--- GOAL OF THE EXERCISE ---
Reproduce the entries exactly as they appear below.

--- ENTRIES PROVIDED ---
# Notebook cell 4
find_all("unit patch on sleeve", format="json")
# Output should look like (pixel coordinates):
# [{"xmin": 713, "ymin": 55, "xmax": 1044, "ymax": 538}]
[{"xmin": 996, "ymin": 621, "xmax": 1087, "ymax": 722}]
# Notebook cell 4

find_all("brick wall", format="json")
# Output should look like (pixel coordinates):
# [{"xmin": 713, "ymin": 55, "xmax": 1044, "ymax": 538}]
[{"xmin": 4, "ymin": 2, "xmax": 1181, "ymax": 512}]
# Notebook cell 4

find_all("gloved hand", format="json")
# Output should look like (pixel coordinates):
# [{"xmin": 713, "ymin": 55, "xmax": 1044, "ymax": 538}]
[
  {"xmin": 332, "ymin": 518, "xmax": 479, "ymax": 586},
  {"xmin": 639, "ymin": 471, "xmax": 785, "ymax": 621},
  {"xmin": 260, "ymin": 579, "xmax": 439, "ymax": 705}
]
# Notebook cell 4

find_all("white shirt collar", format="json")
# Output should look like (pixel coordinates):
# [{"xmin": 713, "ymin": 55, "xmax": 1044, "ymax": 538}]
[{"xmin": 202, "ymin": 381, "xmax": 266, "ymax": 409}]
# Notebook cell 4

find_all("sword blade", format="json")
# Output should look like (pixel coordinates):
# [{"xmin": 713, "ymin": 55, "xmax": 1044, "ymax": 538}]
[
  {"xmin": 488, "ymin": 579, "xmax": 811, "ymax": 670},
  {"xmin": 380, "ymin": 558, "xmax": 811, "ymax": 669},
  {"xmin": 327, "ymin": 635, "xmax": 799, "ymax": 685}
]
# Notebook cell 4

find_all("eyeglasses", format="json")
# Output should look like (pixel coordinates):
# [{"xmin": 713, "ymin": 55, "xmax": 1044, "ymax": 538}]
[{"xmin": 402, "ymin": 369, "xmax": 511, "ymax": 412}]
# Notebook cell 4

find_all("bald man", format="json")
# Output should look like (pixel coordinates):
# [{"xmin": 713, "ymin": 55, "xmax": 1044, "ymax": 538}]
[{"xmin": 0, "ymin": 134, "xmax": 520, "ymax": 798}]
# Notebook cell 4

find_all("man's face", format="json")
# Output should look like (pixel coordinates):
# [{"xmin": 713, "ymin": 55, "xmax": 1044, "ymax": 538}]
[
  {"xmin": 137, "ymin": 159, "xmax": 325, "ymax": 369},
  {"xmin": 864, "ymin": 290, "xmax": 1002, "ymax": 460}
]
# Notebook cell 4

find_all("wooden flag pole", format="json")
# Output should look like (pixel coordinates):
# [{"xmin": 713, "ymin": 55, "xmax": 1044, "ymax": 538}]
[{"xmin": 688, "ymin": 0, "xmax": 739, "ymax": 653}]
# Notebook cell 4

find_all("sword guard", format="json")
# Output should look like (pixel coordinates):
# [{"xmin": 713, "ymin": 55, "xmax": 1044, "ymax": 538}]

--- ANSWER TO THE EXERCISE ---
# Notebook cell 4
find_all("unit patch on sleeve", format="json")
# Output should look like (pixel coordinates):
# [{"xmin": 713, "ymin": 55, "xmax": 1044, "ymax": 538}]
[{"xmin": 996, "ymin": 621, "xmax": 1087, "ymax": 722}]
# Notebook cell 4

find_all("brick wall", format="json")
# Output should look like (pixel coordinates):
# [{"xmin": 713, "ymin": 55, "xmax": 1044, "ymax": 538}]
[{"xmin": 4, "ymin": 2, "xmax": 1181, "ymax": 512}]
# Notebook cell 4

find_all("gloved hand", format="json")
# Output should look like (pixel coordinates):
# [{"xmin": 713, "ymin": 55, "xmax": 1044, "ymax": 538}]
[
  {"xmin": 332, "ymin": 518, "xmax": 479, "ymax": 586},
  {"xmin": 639, "ymin": 471, "xmax": 785, "ymax": 621},
  {"xmin": 260, "ymin": 579, "xmax": 439, "ymax": 705}
]
# Notebook cell 4

find_all("white shirt collar", format="json")
# Output should look like (pixel coordinates):
# [{"xmin": 713, "ymin": 55, "xmax": 1044, "ymax": 538}]
[{"xmin": 202, "ymin": 381, "xmax": 266, "ymax": 409}]
# Notebook cell 4

find_all("sword blade", format="json")
# Output should look like (pixel coordinates):
# [{"xmin": 713, "ymin": 55, "xmax": 1044, "ymax": 538}]
[
  {"xmin": 488, "ymin": 579, "xmax": 811, "ymax": 670},
  {"xmin": 380, "ymin": 558, "xmax": 811, "ymax": 669},
  {"xmin": 327, "ymin": 635, "xmax": 799, "ymax": 685}
]
# Notebook cell 4

find_all("eyeglasses", format="json")
# Output should look like (pixel coordinates):
# [{"xmin": 713, "ymin": 55, "xmax": 1044, "ymax": 538}]
[{"xmin": 402, "ymin": 369, "xmax": 511, "ymax": 412}]
# Notebook cell 4

find_all("bald man", format="json")
# Output should look like (pixel coordinates):
# [{"xmin": 713, "ymin": 55, "xmax": 1044, "ymax": 538}]
[{"xmin": 0, "ymin": 134, "xmax": 520, "ymax": 798}]
# Notebook cell 4

find_all("man's face", format="json")
# Output should look like (pixel coordinates):
# [{"xmin": 713, "ymin": 55, "xmax": 1044, "ymax": 538}]
[
  {"xmin": 137, "ymin": 159, "xmax": 325, "ymax": 369},
  {"xmin": 864, "ymin": 290, "xmax": 1002, "ymax": 460}
]
# Notebook cell 4

find_all("wooden flag pole", format="json")
# Output should look like (pixel coordinates):
# [{"xmin": 713, "ymin": 55, "xmax": 1044, "ymax": 538}]
[{"xmin": 688, "ymin": 0, "xmax": 739, "ymax": 653}]
# Notebook cell 4

find_all("sword guard", format="json")
# Output should look like (pixel coordinates):
# [{"xmin": 713, "ymin": 55, "xmax": 1044, "ymax": 538}]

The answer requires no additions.